Count the lines in the data below that contain the word "child" and reply with the number alone.

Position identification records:
· · · ·

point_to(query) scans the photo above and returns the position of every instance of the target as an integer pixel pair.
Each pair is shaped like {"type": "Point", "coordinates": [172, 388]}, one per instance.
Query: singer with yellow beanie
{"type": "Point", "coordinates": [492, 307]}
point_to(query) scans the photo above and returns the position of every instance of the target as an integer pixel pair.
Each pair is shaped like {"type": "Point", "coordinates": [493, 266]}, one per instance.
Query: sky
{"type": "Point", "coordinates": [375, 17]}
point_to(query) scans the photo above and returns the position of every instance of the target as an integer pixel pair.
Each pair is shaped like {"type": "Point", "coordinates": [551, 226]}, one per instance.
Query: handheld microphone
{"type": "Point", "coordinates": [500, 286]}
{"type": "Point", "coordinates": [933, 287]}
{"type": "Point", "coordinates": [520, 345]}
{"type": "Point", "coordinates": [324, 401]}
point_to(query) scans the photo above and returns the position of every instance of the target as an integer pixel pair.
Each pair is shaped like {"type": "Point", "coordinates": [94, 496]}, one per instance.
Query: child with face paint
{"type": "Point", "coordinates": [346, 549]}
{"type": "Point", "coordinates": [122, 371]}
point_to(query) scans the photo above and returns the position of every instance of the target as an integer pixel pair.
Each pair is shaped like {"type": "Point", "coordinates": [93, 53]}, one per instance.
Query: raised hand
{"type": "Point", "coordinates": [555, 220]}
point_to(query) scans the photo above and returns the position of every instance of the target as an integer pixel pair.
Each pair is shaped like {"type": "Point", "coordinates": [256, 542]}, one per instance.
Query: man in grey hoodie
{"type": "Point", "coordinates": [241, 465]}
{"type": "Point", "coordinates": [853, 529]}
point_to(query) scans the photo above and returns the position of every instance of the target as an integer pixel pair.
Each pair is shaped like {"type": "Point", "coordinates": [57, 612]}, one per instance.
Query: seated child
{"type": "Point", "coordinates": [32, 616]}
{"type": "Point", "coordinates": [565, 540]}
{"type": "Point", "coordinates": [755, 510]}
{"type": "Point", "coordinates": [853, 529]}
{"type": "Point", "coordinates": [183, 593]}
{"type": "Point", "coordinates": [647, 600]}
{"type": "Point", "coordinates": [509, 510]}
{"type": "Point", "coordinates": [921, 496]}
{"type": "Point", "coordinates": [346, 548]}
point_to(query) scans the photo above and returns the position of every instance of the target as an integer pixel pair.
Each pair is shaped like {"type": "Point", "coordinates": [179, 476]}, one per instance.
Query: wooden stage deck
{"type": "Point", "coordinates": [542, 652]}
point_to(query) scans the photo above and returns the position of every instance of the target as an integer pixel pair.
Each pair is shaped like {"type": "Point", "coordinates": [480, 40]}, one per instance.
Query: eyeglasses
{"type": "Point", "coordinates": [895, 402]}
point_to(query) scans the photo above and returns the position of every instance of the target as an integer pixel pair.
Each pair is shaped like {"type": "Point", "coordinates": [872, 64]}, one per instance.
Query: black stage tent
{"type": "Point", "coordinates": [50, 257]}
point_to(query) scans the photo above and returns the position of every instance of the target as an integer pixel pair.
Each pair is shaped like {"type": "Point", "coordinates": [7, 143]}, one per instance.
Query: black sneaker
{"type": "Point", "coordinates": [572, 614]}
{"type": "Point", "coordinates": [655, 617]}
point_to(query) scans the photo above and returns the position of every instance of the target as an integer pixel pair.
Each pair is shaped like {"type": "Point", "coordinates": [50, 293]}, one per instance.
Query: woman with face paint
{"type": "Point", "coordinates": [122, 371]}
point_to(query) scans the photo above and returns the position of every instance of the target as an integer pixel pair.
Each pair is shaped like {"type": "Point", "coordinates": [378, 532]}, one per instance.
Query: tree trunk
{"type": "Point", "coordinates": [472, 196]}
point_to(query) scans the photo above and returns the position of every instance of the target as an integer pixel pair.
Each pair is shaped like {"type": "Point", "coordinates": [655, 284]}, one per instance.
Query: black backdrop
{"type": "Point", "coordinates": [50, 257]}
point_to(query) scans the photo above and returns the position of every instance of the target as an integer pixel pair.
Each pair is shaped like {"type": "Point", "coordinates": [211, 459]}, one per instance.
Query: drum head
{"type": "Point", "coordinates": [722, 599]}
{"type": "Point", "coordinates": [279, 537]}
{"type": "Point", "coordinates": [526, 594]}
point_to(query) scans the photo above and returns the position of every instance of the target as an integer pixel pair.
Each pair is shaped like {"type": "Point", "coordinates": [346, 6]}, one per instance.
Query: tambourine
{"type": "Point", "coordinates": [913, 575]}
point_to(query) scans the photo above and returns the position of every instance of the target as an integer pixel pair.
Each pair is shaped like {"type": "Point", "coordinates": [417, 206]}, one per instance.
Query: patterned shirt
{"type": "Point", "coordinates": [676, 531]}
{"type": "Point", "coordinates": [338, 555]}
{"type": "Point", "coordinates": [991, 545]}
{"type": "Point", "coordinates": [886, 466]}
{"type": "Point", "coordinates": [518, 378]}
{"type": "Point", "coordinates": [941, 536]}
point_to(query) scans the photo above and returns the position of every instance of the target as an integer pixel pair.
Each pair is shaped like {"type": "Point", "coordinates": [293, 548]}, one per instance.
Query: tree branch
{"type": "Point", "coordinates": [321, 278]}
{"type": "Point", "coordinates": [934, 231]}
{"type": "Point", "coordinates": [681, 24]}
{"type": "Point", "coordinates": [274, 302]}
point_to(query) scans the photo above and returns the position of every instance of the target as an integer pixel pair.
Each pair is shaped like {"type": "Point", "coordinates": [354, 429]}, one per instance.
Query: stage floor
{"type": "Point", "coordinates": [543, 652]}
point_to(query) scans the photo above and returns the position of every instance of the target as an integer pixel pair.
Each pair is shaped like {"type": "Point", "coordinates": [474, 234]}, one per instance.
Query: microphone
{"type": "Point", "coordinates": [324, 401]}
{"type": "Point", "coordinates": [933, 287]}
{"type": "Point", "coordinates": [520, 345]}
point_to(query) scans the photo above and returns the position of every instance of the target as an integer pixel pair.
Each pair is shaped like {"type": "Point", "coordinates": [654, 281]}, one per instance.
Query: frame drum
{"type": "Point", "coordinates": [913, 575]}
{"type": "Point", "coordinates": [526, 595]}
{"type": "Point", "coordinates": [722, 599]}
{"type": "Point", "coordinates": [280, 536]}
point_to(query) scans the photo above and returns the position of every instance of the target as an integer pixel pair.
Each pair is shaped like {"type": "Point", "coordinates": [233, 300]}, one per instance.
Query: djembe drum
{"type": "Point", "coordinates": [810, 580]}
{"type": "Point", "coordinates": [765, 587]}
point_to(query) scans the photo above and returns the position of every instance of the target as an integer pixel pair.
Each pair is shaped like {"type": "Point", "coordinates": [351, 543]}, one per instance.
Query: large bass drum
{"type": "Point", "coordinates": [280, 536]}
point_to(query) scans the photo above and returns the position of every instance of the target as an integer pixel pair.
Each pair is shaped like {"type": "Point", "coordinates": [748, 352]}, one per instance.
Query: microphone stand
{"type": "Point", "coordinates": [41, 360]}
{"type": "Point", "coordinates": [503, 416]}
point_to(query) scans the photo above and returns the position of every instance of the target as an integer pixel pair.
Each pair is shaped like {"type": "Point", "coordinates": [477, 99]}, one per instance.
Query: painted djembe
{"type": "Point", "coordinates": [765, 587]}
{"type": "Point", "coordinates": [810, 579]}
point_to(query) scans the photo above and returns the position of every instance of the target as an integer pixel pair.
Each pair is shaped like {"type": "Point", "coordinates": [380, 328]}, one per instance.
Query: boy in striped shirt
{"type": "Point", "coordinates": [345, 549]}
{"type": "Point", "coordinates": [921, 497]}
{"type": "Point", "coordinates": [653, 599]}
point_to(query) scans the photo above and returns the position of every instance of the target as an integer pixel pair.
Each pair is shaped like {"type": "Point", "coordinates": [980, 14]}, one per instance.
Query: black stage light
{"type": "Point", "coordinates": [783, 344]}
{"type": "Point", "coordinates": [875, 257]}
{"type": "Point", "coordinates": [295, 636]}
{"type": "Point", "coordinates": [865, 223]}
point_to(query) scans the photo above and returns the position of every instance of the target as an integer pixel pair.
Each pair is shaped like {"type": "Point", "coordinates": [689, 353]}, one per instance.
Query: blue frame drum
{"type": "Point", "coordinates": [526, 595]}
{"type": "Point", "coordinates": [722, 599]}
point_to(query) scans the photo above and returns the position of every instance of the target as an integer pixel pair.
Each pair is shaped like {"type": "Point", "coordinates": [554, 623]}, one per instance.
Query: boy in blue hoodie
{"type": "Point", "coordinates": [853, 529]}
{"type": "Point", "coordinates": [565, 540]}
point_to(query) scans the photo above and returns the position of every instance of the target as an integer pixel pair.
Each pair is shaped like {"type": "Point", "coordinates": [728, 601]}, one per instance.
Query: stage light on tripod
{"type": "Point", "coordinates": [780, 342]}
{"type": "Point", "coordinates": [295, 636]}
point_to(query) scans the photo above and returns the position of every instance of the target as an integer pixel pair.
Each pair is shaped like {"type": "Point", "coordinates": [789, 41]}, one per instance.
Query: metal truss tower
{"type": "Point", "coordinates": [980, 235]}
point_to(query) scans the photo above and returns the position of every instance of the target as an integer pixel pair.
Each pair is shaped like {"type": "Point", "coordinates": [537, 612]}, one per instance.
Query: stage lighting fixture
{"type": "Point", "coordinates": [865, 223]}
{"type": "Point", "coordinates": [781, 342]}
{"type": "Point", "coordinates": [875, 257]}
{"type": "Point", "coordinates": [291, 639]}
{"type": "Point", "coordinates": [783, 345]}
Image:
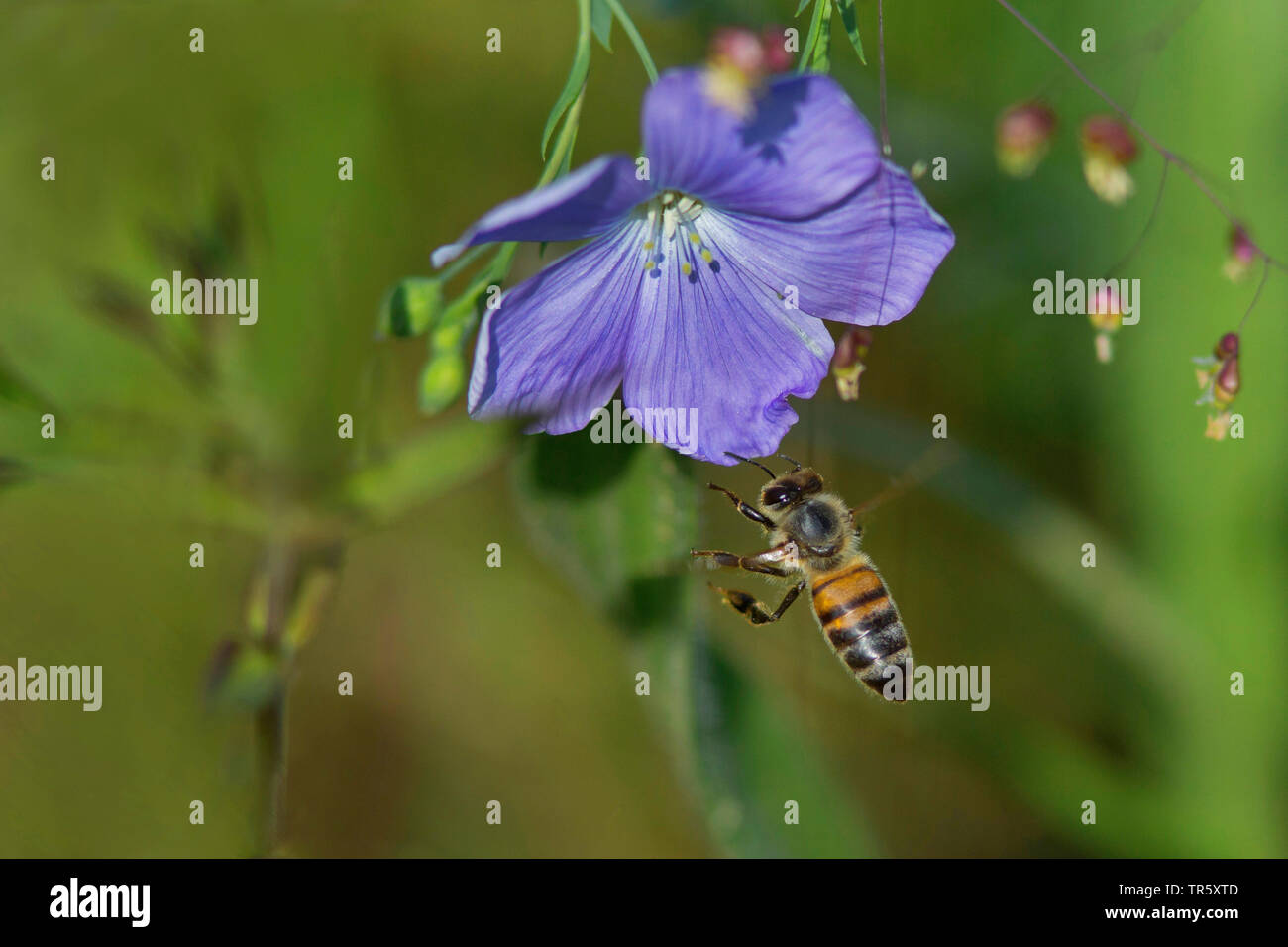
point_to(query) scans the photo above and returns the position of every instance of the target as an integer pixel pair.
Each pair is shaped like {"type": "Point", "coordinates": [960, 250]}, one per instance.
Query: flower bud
{"type": "Point", "coordinates": [411, 307]}
{"type": "Point", "coordinates": [442, 380]}
{"type": "Point", "coordinates": [1024, 137]}
{"type": "Point", "coordinates": [1104, 312]}
{"type": "Point", "coordinates": [1108, 147]}
{"type": "Point", "coordinates": [738, 60]}
{"type": "Point", "coordinates": [1219, 377]}
{"type": "Point", "coordinates": [773, 43]}
{"type": "Point", "coordinates": [1243, 252]}
{"type": "Point", "coordinates": [848, 364]}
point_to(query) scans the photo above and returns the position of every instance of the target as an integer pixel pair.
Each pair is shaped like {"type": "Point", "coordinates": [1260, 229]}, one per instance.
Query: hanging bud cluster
{"type": "Point", "coordinates": [1024, 134]}
{"type": "Point", "coordinates": [1219, 377]}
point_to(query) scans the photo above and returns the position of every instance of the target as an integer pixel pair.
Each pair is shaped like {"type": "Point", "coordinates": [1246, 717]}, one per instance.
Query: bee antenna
{"type": "Point", "coordinates": [748, 460]}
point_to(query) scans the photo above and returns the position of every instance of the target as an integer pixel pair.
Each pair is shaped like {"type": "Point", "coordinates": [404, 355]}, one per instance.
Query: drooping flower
{"type": "Point", "coordinates": [1024, 137]}
{"type": "Point", "coordinates": [1106, 313]}
{"type": "Point", "coordinates": [1219, 377]}
{"type": "Point", "coordinates": [1243, 252]}
{"type": "Point", "coordinates": [1108, 149]}
{"type": "Point", "coordinates": [848, 365]}
{"type": "Point", "coordinates": [704, 285]}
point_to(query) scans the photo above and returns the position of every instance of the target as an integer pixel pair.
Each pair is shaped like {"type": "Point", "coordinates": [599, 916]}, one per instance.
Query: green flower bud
{"type": "Point", "coordinates": [411, 307]}
{"type": "Point", "coordinates": [442, 380]}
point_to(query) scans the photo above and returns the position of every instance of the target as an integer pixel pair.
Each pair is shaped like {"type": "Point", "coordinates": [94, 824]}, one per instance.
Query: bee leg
{"type": "Point", "coordinates": [755, 612]}
{"type": "Point", "coordinates": [748, 512]}
{"type": "Point", "coordinates": [760, 562]}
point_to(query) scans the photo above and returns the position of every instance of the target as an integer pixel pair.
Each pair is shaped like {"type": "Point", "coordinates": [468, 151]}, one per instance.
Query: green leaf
{"type": "Point", "coordinates": [822, 60]}
{"type": "Point", "coordinates": [618, 521]}
{"type": "Point", "coordinates": [572, 86]}
{"type": "Point", "coordinates": [811, 37]}
{"type": "Point", "coordinates": [426, 467]}
{"type": "Point", "coordinates": [601, 22]}
{"type": "Point", "coordinates": [411, 307]}
{"type": "Point", "coordinates": [850, 18]}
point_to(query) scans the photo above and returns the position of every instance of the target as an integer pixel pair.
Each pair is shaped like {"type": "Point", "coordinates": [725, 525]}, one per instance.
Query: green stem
{"type": "Point", "coordinates": [634, 35]}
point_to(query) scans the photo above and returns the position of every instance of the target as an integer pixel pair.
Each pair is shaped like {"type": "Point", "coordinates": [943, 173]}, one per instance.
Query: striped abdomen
{"type": "Point", "coordinates": [861, 622]}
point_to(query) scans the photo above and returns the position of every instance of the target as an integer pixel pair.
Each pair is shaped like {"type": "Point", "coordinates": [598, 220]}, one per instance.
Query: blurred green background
{"type": "Point", "coordinates": [518, 684]}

· · · ·

SOLUTION TO THIS TASK: 2